▸ REQUIREMENTS
Reproduce each of the following entries line for line, with no changes to wording, punctuation, or order.

▸ MATERIAL FOR THIS TASK

☆ ☆ ☆ ☆

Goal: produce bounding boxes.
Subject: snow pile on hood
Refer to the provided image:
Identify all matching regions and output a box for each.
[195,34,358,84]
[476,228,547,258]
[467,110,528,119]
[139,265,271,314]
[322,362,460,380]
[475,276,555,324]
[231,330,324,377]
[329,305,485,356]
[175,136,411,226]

☆ ☆ ☆ ☆

▸ ANSWER FOR THIS EXERCISE
Goal: produce bounding boxes.
Subject: snow pile on hood
Refer to the provided image:
Identify all matching regions and output a box for each.
[195,34,358,84]
[476,228,547,258]
[467,110,528,119]
[139,265,271,314]
[322,362,460,380]
[475,276,555,324]
[231,330,324,377]
[329,305,485,356]
[175,136,411,226]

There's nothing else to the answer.